Start Exercise inputs
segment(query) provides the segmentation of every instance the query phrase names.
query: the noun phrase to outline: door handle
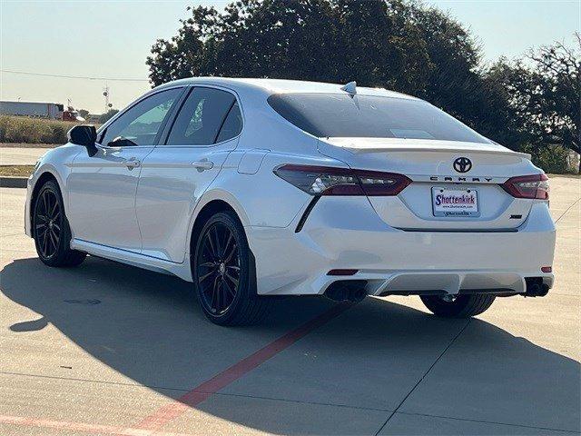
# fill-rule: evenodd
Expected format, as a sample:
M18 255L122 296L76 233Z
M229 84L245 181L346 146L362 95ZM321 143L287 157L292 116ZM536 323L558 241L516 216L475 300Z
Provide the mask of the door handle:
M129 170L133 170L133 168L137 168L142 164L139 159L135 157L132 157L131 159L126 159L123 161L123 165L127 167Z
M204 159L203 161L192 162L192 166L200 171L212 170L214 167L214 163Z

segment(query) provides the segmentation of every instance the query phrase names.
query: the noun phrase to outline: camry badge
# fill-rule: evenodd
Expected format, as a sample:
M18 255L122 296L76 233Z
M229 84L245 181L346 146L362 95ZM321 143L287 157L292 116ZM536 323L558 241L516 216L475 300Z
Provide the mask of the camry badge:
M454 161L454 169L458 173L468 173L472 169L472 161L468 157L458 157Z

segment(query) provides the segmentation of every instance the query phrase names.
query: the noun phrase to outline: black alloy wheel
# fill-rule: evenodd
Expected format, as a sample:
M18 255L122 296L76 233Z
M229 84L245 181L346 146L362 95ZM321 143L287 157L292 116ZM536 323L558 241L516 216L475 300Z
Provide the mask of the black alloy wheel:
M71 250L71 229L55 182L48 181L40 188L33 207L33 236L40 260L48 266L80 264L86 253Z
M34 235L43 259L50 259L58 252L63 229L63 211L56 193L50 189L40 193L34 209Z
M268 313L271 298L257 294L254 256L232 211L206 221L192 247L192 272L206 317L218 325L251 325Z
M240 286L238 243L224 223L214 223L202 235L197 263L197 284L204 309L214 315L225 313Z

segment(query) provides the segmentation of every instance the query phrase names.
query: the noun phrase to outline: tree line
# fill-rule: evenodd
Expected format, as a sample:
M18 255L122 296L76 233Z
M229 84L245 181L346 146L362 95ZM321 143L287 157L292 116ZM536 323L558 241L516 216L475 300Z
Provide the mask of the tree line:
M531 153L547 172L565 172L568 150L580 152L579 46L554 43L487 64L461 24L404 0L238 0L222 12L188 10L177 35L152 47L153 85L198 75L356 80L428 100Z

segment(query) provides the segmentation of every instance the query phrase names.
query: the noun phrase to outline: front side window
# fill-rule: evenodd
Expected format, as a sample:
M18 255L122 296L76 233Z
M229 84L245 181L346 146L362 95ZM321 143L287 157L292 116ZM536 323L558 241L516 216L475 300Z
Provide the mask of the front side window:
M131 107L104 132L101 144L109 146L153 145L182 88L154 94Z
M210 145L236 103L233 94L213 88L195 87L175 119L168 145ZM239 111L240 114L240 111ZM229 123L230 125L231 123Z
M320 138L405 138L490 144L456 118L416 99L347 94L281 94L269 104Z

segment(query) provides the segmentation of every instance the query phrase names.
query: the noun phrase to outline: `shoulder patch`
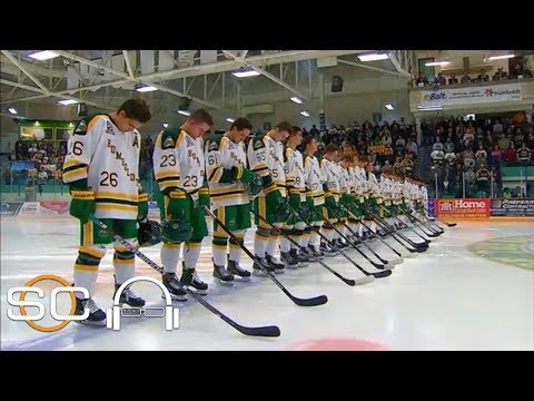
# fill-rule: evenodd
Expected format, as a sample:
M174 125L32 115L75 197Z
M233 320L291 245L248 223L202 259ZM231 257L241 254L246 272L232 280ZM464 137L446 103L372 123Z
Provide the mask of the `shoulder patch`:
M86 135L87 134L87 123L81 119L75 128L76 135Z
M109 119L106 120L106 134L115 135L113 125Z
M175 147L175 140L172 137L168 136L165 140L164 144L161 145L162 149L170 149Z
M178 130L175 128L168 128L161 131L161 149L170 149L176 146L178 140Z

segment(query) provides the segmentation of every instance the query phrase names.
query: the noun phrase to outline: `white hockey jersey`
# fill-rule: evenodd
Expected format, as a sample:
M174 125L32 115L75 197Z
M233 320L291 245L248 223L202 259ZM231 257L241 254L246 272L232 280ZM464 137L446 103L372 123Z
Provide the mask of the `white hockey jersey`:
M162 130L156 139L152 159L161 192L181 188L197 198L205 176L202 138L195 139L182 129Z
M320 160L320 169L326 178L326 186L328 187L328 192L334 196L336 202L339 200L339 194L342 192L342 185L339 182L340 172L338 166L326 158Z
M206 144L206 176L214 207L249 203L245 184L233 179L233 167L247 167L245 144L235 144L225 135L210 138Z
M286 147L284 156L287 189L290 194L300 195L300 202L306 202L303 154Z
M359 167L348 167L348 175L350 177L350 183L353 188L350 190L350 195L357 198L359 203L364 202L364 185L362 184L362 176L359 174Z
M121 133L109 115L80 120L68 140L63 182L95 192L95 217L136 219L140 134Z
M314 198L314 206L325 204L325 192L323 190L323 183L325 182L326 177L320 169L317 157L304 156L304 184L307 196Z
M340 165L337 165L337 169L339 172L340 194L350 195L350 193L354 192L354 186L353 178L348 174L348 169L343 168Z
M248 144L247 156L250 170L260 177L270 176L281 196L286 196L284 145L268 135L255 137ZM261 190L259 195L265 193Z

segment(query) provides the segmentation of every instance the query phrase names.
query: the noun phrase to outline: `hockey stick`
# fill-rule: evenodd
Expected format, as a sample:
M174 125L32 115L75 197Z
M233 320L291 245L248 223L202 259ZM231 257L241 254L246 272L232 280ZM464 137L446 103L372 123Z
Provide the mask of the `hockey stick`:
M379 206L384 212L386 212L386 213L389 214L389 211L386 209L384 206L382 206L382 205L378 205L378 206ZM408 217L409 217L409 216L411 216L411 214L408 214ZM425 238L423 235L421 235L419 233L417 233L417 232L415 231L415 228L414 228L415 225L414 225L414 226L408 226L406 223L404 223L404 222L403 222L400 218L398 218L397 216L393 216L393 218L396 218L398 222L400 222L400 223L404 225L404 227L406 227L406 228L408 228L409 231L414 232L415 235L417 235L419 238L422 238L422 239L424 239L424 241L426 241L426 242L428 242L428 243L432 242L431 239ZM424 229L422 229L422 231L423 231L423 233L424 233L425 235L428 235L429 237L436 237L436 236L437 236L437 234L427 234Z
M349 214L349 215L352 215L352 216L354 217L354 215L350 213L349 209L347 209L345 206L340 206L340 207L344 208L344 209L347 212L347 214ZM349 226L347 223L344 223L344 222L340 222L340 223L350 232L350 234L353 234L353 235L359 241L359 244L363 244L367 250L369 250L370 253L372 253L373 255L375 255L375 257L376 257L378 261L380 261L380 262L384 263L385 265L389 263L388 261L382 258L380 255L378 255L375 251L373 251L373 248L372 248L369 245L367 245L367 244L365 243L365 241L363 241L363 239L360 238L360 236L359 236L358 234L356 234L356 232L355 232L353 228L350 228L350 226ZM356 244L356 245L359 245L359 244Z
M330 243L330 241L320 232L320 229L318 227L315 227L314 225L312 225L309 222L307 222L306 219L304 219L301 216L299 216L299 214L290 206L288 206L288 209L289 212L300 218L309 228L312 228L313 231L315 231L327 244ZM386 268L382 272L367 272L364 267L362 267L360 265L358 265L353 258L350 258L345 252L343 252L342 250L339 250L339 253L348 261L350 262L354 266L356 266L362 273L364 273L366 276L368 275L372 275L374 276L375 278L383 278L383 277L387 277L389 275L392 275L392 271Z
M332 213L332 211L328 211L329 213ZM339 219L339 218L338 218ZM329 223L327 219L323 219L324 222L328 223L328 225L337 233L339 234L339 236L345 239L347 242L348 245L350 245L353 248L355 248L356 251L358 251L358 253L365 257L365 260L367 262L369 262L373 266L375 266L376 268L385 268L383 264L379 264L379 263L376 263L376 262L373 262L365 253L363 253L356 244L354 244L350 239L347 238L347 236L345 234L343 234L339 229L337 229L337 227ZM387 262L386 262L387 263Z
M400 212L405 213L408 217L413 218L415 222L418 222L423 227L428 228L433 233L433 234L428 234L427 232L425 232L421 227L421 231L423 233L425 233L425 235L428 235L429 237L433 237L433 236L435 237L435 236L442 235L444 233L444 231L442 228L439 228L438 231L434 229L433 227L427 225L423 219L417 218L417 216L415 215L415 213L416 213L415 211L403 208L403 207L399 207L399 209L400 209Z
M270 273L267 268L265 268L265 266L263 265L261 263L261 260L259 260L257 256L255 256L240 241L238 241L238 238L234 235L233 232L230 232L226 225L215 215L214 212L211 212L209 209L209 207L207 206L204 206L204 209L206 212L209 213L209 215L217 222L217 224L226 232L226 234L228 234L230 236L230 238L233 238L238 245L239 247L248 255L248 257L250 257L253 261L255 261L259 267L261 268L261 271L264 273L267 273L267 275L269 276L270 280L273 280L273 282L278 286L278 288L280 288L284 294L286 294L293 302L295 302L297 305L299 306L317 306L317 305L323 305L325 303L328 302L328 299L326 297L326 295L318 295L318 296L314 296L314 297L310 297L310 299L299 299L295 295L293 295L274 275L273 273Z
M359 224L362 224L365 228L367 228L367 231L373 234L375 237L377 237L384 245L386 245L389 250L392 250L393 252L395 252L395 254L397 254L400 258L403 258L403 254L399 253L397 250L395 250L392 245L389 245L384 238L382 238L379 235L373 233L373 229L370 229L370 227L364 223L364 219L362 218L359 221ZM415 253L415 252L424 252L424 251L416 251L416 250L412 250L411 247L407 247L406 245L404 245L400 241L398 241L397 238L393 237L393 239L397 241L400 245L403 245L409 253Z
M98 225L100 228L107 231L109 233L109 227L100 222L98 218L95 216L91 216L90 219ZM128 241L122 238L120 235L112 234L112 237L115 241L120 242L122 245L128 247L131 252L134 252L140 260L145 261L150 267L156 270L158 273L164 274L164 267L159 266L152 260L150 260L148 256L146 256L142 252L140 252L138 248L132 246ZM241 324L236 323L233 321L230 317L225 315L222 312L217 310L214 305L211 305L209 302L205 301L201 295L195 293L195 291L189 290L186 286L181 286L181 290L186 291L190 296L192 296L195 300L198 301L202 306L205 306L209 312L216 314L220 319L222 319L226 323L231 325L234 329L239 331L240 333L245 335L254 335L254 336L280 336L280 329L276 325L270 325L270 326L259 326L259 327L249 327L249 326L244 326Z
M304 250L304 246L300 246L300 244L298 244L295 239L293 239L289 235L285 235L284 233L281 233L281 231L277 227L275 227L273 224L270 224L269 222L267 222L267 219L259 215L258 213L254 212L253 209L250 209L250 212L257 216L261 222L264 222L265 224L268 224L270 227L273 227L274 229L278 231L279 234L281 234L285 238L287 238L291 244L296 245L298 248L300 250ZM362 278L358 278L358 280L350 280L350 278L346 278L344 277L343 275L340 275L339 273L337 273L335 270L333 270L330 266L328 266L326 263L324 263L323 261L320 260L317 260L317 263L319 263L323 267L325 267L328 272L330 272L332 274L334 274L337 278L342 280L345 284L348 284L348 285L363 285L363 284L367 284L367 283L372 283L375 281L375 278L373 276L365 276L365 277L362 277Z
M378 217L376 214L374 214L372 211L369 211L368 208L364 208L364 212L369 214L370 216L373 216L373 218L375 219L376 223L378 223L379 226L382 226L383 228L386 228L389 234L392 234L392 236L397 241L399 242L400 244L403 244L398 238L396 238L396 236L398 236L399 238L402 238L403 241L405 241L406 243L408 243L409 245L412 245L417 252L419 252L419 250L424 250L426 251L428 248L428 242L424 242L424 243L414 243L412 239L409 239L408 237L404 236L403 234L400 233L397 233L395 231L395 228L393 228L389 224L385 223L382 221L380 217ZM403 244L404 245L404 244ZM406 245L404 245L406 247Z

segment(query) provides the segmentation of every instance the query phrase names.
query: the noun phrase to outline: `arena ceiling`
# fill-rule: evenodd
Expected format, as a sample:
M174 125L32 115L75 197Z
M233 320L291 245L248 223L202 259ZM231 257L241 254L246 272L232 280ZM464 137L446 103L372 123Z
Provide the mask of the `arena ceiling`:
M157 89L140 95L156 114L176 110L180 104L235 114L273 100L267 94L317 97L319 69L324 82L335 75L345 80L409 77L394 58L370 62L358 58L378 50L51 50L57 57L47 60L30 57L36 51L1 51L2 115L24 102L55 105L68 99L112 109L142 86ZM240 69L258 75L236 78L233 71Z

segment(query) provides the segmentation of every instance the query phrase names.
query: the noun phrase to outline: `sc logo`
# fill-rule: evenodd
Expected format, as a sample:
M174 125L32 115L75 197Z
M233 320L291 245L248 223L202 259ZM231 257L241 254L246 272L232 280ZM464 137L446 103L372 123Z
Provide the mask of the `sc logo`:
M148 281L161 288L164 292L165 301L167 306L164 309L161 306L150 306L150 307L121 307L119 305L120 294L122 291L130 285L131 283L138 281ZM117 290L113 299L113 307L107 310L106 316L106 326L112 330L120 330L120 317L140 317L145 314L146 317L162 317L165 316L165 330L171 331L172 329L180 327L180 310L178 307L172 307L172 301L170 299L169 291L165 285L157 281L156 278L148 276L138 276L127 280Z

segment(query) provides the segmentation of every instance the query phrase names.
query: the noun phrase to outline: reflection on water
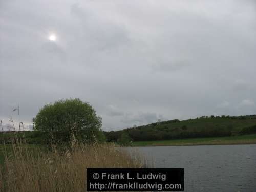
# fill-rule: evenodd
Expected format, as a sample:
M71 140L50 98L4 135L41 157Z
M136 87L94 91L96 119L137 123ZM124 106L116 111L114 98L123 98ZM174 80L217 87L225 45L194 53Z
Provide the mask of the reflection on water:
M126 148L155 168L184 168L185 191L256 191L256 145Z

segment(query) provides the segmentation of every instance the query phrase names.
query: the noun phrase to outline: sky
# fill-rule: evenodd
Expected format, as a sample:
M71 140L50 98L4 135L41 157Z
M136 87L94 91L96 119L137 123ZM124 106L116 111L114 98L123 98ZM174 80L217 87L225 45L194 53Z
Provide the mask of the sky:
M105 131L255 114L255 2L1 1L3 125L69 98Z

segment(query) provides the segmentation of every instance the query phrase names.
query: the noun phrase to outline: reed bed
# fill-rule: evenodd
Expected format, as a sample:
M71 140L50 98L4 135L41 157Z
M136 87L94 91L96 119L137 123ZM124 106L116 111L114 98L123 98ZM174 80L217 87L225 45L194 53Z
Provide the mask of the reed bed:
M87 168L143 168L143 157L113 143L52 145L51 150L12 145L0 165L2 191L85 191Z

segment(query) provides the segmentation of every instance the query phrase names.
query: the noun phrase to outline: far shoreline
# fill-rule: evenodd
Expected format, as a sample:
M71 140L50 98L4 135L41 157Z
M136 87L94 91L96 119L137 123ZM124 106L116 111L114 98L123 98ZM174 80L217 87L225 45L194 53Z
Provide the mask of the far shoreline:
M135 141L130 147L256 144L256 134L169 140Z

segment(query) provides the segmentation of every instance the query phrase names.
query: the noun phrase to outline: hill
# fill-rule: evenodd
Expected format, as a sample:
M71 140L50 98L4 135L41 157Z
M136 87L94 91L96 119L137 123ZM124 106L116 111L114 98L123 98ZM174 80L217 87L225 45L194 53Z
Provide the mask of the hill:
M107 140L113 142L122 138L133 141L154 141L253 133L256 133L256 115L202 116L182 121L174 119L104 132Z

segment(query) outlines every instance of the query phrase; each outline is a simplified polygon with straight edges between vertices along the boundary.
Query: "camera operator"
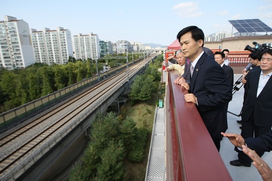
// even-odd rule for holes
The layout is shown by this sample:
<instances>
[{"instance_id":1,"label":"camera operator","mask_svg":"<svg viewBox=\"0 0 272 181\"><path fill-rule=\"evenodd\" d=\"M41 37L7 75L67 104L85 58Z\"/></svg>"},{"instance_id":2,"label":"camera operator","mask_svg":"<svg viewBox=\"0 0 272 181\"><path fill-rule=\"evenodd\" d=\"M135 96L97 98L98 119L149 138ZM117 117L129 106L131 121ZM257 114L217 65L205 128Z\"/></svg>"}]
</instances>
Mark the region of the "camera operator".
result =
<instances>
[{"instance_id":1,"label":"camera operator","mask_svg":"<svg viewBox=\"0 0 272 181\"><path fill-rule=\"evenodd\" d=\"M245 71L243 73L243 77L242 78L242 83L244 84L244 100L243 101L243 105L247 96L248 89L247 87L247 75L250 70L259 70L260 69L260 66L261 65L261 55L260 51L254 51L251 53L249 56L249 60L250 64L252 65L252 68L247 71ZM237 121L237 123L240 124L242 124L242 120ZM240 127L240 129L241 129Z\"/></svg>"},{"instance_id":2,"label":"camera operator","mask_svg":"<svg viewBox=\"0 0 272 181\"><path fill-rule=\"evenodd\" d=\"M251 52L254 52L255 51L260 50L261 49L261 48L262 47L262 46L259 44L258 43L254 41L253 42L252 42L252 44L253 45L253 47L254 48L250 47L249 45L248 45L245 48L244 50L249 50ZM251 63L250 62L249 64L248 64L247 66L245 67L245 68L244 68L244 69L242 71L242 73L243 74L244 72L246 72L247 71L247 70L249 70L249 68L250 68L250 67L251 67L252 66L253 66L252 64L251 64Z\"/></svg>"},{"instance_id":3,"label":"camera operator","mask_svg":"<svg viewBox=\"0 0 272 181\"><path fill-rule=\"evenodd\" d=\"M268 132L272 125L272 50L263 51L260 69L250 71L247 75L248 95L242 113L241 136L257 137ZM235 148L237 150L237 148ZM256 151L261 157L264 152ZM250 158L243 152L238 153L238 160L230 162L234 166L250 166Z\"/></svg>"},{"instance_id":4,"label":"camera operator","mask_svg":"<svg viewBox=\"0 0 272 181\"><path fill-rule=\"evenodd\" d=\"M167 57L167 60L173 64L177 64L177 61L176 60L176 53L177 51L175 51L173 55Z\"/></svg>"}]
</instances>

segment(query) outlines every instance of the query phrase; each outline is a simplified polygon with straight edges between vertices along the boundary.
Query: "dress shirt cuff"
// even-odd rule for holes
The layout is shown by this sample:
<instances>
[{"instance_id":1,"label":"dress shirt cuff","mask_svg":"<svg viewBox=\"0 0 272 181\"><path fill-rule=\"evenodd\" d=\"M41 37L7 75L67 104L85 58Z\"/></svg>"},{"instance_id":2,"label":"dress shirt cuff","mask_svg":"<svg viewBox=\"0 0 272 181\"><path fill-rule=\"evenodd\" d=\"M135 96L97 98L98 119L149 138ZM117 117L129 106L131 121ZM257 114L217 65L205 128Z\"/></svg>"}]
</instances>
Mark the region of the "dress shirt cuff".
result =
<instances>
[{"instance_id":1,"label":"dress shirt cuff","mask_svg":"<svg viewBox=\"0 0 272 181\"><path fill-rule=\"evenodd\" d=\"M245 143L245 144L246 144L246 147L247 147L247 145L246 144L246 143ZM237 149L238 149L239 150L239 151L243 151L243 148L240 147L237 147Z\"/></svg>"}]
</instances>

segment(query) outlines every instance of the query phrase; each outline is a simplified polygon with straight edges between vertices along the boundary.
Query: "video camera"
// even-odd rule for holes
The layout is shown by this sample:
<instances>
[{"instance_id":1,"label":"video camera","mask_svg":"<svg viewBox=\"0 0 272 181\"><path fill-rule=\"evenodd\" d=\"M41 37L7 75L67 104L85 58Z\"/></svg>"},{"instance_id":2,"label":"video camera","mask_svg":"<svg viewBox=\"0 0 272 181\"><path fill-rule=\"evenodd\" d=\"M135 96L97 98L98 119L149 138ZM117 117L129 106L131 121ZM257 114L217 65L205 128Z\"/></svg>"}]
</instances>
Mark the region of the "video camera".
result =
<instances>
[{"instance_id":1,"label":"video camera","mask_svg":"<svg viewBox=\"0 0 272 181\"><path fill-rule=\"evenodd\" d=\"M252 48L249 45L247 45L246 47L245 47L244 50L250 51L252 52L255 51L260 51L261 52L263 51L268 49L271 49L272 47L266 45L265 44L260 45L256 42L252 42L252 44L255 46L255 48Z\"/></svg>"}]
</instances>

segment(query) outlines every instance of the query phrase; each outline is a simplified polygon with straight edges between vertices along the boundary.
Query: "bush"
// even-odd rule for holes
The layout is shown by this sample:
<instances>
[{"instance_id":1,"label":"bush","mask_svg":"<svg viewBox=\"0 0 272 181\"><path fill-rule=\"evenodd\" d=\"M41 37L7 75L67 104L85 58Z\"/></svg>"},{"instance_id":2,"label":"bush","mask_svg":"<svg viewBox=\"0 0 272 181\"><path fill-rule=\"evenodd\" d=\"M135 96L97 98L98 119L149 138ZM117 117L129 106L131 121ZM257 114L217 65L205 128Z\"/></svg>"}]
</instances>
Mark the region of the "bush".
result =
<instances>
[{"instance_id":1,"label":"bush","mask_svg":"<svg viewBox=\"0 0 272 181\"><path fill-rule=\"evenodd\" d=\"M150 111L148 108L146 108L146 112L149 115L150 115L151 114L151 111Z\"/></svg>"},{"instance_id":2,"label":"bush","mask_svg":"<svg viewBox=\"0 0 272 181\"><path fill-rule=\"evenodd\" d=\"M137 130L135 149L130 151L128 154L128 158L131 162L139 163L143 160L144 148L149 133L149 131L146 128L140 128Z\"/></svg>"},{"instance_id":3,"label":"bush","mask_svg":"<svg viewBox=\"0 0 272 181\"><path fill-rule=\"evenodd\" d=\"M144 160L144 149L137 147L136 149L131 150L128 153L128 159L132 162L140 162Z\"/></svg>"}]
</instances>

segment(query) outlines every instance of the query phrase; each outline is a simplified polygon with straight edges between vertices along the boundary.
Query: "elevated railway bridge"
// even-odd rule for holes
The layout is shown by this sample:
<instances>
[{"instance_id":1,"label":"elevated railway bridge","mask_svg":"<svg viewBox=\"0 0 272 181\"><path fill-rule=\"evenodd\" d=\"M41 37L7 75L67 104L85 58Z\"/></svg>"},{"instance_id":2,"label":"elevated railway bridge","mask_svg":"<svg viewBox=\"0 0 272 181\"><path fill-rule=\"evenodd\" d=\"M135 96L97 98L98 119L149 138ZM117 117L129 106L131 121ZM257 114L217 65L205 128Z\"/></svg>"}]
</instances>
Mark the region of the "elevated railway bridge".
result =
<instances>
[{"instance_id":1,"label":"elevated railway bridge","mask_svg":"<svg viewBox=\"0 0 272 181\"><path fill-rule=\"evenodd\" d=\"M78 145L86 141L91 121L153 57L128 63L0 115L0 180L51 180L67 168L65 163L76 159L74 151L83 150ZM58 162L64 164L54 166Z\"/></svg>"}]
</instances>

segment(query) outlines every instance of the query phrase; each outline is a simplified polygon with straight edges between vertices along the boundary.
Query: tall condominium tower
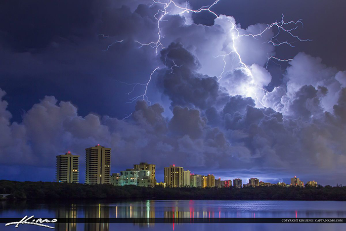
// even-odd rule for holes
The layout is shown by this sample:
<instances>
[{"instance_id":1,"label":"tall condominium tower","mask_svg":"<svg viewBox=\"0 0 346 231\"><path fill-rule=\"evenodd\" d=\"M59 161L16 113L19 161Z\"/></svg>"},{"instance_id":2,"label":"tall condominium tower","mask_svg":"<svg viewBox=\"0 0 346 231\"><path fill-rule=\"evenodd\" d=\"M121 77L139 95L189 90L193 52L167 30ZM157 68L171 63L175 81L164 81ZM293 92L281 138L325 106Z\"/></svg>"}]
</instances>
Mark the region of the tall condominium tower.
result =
End Exercise inputs
## Stated goal
Report how many lines of the rows above contain the string "video", matching case exactly. Give only the number.

## Solution to this task
4